The Spanish language was developed from Vulgar Latin, through major Arabic influences at some point in the Andalusian period.  It made its way along the isolated areas of the Northern Spain such as Alava, Burgos, Cantabria, La Rioja and Soria.  This northern dialect from Cantabria was brought south during the Reconquista and remained a minority language for some northern regions of Morocco.  During the golden era of Spanish colonization, the language was carried to the Americas and East Indies.  For most part of the 16th and 17th centuries, Spanish became the chief language of Politics and Art across Europe.

The consonant system of the language Spanish has undergone various important changes during the 16th century making it more distinguishable from other Romance languages such as Portuguese and Catalan.  Spanish and Italian have an extremely similar phonological system.  Their grammars are very much alike.  Spanish is written using the Latin alphabet with the inclusion of the character “ñ” (eñe) as well as the diagraphs “ll” (elle) and “ch” (che).  Consequently, the conventional Spanish alphabet consists of 28 letters, a total of 29 if “w” is included which is merely used in loanwords and foreign names:

a, b, c, ch, d, e, f, g, h, i, j, k, l, ll, m, n, ñ, o, p, q, r, s, t, u, v, w, x, y, z.

Today, 21 countries use Spanish as their principal language including most Latin American nations and Equatorial Guinea.    Between 322 and 400 million people speak the Spanish language worldwide making it the most spoken Romance language.

Basque

Basque or euskara is the language used by people who occupied Pyrenees located in North-Central Spain and the neighboring province of South-Western France.  It is spoken by an estimated a quarter of the Basques population – eastern Guipúzcoa, northwestern Navarre and the meagerly populated Soule and French Lower Navarre.

There are 6 major Basque dialects – Bizkaian, Gipuzkoan, Lapurdian, and Upper Navarrese (in Spain), and Lower Navarrese, and Zuberoan (in France).  Nevertheless, the dialect limitations are not congruent with political boundaries.  The most broadly used standardized vernacular is Batua (“unified” in Basque), which is the language taught in majority of the schools and used on media and official documents.

Valencian

The historical, conventional, and official spoken language in the Valencian Community of Spain is referred to as Valencian which is also identified elsewhere as Catalan (català).  Every university coaching Roman languages consider Valencia and Catalan linguistic variations of the same language like Canadian French and Metropolitan French.  But various theories and political arguments have been the topic of many debates separating Valencian from Catalan.  The official and state-bound body regulating Valencian orthography, Academia Valenciana de la Llengua (AVL), states that the Valencian and Catalan are the similar languages.  The AVL polices and procedures are indeed followed by public organizations such as schools or universities.

Sub-varieties of the Valencian language includes: Transitional Valencian or Tortosí; Castellonen; Central or apitxat; Southern; and Alacantí.

Spanish Languages of Today

Official Language of Spain

Spanish (Español)—officially recognized in the Constitution as Castilian (Castellano)—is the official language of the entire country of Spain.  It is also the most predominant and most widely spoken language in the country; a language which nearly all Spaniards can speak as either a first or second language.  In fact, the Spanish Constitution of 1978 requires that all citizens be familiar with the language, specifically saying that “it is the right and duty of every Spaniard to know the Spanish (Castilian) language.”  According to the latest available information, 89 percent of the Spanish people speak Spanish as their native language.
* * * * * * * * *
__TASK INSTRUCTIONS__:
- A) From the text on Spain's languages, set down word for word the passage starting at "The historical, conventional, and" and ending at "Southern; and Alacantí.".
- B) Answer these from the text on Spain's languages:
(i) How many major Basque dialects are there?
(ii) Which body regulates Valencian orthography?
(iii) What percentage of Spanish people speak Spanish as their native language?
Use only the text on Spain's languages.

__RECORDS SUPPLIED__:
* * * * * * * * *
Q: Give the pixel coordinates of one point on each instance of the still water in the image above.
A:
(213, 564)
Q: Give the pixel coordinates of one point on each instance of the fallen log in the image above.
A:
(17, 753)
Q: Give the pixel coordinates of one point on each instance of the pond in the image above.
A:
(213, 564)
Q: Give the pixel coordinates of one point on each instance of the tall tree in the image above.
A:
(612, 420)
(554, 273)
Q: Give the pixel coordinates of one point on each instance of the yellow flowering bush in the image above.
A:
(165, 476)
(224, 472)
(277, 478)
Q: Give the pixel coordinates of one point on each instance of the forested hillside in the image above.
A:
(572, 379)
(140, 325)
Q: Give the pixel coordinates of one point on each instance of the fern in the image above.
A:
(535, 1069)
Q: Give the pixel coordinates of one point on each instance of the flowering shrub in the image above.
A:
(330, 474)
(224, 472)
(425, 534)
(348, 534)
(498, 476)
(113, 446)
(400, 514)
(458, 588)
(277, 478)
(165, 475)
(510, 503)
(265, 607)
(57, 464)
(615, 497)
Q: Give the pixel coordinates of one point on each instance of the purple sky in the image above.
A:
* * * * * * * * *
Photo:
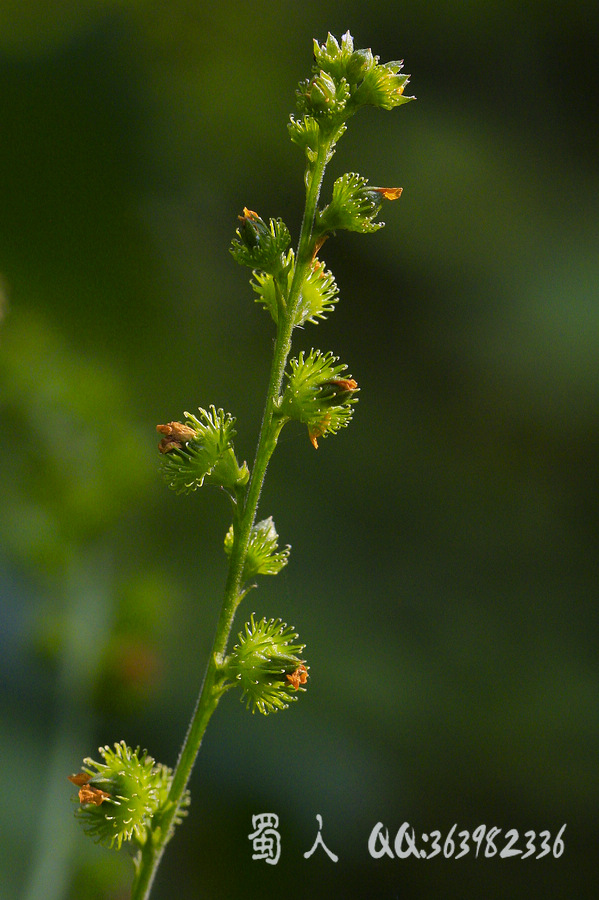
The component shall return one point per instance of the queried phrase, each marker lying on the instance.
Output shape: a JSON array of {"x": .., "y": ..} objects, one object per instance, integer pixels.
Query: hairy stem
* * * * * * * * *
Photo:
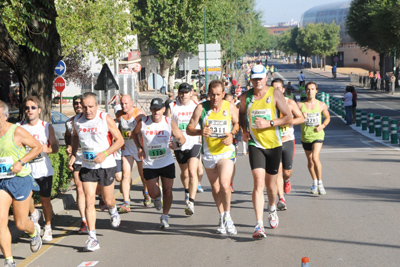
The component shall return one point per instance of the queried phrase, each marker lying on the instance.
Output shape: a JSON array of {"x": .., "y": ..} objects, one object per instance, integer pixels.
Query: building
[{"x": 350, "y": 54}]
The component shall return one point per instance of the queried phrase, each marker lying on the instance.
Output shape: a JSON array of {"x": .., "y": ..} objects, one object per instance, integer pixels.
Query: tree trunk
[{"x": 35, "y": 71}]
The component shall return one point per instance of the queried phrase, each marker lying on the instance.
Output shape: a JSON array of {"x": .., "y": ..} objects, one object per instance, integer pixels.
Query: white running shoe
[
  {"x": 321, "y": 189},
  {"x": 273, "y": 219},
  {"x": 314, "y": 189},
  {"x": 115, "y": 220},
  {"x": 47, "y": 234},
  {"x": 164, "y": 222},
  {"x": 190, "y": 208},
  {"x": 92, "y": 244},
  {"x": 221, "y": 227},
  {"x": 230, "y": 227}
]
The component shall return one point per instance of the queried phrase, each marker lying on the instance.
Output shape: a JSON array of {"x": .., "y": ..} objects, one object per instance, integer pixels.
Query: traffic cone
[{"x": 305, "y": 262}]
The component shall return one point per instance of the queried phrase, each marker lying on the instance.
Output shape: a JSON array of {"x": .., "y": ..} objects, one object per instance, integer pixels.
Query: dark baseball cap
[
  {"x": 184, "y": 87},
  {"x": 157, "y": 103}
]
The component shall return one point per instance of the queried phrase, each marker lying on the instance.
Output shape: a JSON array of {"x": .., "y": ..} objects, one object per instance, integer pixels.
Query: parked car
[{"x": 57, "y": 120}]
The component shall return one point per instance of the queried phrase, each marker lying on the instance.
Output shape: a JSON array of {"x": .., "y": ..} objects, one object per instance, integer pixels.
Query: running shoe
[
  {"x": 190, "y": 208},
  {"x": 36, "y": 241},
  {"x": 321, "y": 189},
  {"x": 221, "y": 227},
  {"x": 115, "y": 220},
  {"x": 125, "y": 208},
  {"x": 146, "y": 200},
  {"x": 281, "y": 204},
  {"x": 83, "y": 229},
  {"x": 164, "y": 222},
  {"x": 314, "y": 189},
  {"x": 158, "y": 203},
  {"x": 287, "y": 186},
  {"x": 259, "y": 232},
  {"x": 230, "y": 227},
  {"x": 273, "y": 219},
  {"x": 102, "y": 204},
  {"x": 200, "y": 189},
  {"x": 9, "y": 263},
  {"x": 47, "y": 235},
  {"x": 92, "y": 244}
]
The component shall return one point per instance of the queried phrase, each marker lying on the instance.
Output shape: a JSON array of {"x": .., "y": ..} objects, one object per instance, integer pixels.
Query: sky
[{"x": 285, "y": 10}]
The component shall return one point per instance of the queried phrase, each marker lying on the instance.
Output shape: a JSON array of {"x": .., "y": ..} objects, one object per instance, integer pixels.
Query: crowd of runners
* * * * * * * * *
__SOLUTIONS__:
- A)
The historical, conventional, and official spoken language in the Valencian Community of Spain is referred to as Valencian which is also identified elsewhere as Catalan (català).  Every university coaching Roman languages consider Valencia and Catalan linguistic variations of the same language like Canadian French and Metropolitan French.  But various theories and political arguments have been the topic of many debates separating Valencian from Catalan.  The official and state-bound body regulating Valencian orthography, Academia Valenciana de la Llengua (AVL), states that the Valencian and Catalan are the similar languages.  The AVL polices and procedures are indeed followed by public organizations such as schools or universities.

Sub-varieties of the Valencian language includes: Transitional Valencian or Tortosí; Castellonen; Central or apitxat; Southern; and Alacantí.

- B)
(i) Six.
(ii) The Academia Valenciana de la Llengua (AVL).
(iii) 89 percent.